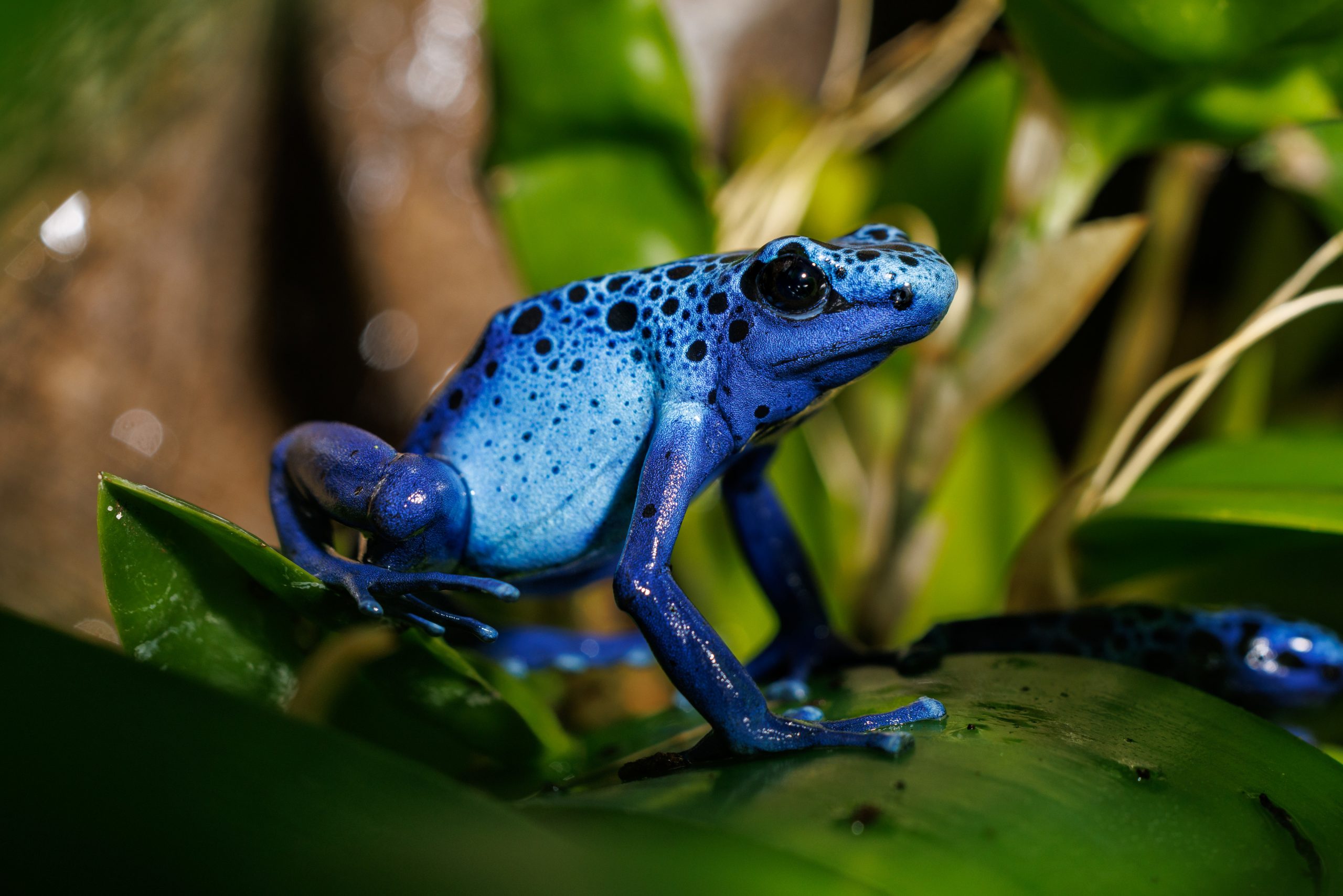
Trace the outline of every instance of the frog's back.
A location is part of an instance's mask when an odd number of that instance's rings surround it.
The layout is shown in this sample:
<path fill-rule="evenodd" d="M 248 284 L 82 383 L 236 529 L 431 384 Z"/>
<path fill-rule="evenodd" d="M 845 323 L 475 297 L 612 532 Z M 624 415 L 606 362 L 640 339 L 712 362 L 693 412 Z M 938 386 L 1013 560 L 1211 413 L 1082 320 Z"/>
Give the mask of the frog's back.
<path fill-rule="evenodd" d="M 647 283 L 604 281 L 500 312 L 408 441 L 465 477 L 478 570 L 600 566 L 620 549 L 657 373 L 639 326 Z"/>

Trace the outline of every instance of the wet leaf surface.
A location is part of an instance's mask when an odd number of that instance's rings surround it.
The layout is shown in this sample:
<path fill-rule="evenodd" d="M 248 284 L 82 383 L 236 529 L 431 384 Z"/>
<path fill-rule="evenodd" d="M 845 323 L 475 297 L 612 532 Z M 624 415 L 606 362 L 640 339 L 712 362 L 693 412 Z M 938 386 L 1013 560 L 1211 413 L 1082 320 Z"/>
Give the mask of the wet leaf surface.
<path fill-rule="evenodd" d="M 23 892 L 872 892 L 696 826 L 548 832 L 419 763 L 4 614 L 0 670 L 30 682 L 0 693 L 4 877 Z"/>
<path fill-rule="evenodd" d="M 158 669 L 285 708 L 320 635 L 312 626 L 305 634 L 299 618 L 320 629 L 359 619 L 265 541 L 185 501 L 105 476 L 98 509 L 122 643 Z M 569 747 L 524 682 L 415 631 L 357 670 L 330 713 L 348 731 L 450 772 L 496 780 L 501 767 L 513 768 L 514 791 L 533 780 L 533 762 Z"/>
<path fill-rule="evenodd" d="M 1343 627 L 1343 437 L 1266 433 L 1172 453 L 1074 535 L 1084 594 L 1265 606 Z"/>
***
Extract each line of the records above that contains the word "every", treating uppercase and lowercase as different.

> Worked solution
Trace the outline of every instance of the frog's back.
Trace the outline of every instance of the wet leaf surface.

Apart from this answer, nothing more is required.